# AIM OF THE TASK
State how many lines in the listing below contain the word "railing", with no other words.

# RECORDS
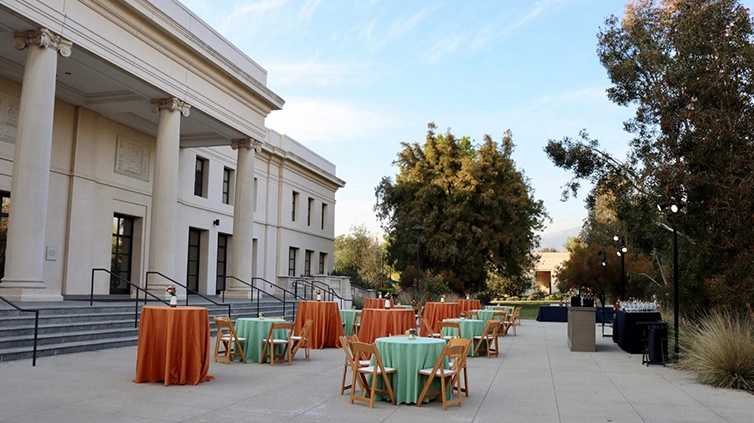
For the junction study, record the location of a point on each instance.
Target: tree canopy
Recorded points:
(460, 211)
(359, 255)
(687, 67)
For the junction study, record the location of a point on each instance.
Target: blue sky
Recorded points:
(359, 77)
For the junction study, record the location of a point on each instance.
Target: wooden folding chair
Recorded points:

--

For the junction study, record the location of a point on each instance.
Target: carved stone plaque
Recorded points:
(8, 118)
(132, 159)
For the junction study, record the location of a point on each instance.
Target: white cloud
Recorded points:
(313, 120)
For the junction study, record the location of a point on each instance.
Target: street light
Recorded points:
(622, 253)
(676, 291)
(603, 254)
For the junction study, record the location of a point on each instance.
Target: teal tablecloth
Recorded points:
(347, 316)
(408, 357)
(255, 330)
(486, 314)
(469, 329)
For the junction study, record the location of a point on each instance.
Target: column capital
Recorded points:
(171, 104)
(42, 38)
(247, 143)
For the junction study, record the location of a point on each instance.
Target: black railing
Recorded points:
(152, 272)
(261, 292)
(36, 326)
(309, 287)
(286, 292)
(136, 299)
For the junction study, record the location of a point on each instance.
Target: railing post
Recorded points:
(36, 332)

# REPLY TO THE TASK
2